# ВЫБРАННЫЙ ФРАГМЕНТ

....

Еще более прозрачна прочерченная Булгаковым параллель: Слезкин — Кармазинов. Характеризуя героя «Бесов» Достоевского и «кармазиновщину» — «присюсюкивание», «манерность», «вычурные, зализанные фразочки», «приторность» — Булгаков, в сущности, проговаривается, отмечая, что Слезкин «являет волей-неволей и сам черты Кармазинова»17. Пассаж сглажен замечанием, что «фигура из злобного гениального пасквиля Достоевского — тонкий наблюдатель, известный литератор» (с. 16), однако памятливый читатель прекрасно знает, что Кармазинов в «Бесах» изображен человеком весьма далеким от жизни, родины, интересов общества, терпит сокрушительное поражение как автор последнего обращения к читателям-зрителям со своим опусом «Merci», зачитывая со сцены «два листа самой жеманной и бесполезной болтовни»18.

Стремление Булгакова уравнять с Кармазиновым своего приятеля-литератора значимо. Ведь мы отчетливо понимаем, как именно Булгаков относился к герою романа Достоевского, — в своем первом романе он процитировал его фразу «Русскому человеку честь одно только лишнее бремя» в знаменательном контексте: Алексей Турбин размышляет о приспособленце Тальберге, порочащем русское офицерство, в мыслях называет его «чертовой куклой, лишенной малейшего понятия о чести», «бесструнной балалайкой» (1, 217). По всей видимости, Булгаков был уверен, что Слезкин не поймет его оценки, и эта уверенность подтвердилась: даже в дневниках Слезкин ни разу не обмолвился об истинном звучании статьи Булгакова.

Соотнесение Слезкина именно с Кармазиновым основывалось на том, что для Булгакова, работающего в это самое время над романом, «запечатлевшим душу русской усобицы», слезкинские «пармские фиалки», изысканные женщины, «вежливые кавалеры» и «дамы с тонкими лицами» были вчерашним днем жизни и литературы. Статья свидетельствует, что Булгаков ясно осознавал разнонаправленность их творческих устремлений, которая проявлялась не только в отношении к жизни и ее изображению в литературе, но и в деталях поэтики, например, в авторском подходе к персонажам, равнодушии Слезкина к своим героям («Пожалуй, и не любит их» — с. 19). Спустя 14—15 лет Булгаков наставительно напишет в «Записках покойника»: «Героев своих надо любить; если этого не будет, не советую никому браться за перо — вы получите крупнейшие неприятности, так и знайте» (4, 495).

....

# ИСХОДНЫЕ ДАННЫЕ
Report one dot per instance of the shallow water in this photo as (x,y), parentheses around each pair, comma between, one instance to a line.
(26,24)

....

# ЦЕЛЬ 1
Перепишите из фрагмента о Булгакове и Слезкине текст, начиная со слов «Стремление Булгакова уравнять» и вплоть до слов «звучании статьи Булгакова.».
# ЦЕЛЬ 2
Какую фразу героя «Бесов» Булгаков, согласно фрагменту о Булгакове и Слезкине, процитировал в своем первом романе?
# ЦЕЛЬ 3
Продолжите фрагмент о Булгакове и Слезкине, начав сразу после его последнего предложения.
Данные здесь никакой роли не играют.

# ОТВЕТ НА ЗАДАНИЕ 1
Стремление Булгакова уравнять с Кармазиновым своего приятеля-литератора значимо. Ведь мы отчетливо понимаем, как именно Булгаков относился к герою романа Достоевского, — в своем первом романе он процитировал его фразу «Русскому человеку честь одно только лишнее бремя» в знаменательном контексте: Алексей Турбин размышляет о приспособленце Тальберге, порочащем русское офицерство, в мыслях называет его «чертовой куклой, лишенной малейшего понятия о чести», «бесструнной балалайкой» (1, 217). По всей видимости, Булгаков был уверен, что Слезкин не поймет его оценки, и эта уверенность подтвердилась: даже в дневниках Слезкин ни разу не обмолвился об истинном звучании статьи Булгакова.

# ОТВЕТ НА ЗАДАНИЕ 2
«Русскому человеку честь одно только лишнее бремя».

# ОТВЕТ НА ЗАДАНИЕ 3
По-видимому, статья в «Сполохах» прояснила для Булгакова его собственную творческую манеру на фоне писателей-современников, и дневниковую запись от 3 сентября 1923 г. — «Среди моей хандры и тоски по прошлому, иногда, как сейчас <...>, у меня бывают взрывы уверенности и силы. И сейчас я слышу в себе, как взмывает моя мысль, и верно, что я неизмеримо сильнее как писатель всех, кого я ни знаю»19 — можно считать следствием его единственного литературно-критического очерка. Если же говорить о восприятии им творчества Слезкина, то понятно, что при таком отношении к его поэтике считаться с ним как с писателем Булгаков уже не мог.

Ошеломительный успех первой булгаковской пьесы вызвал у Слезкина чувство острой зависти, которую в дальнейшем он так и не смог преодолеть.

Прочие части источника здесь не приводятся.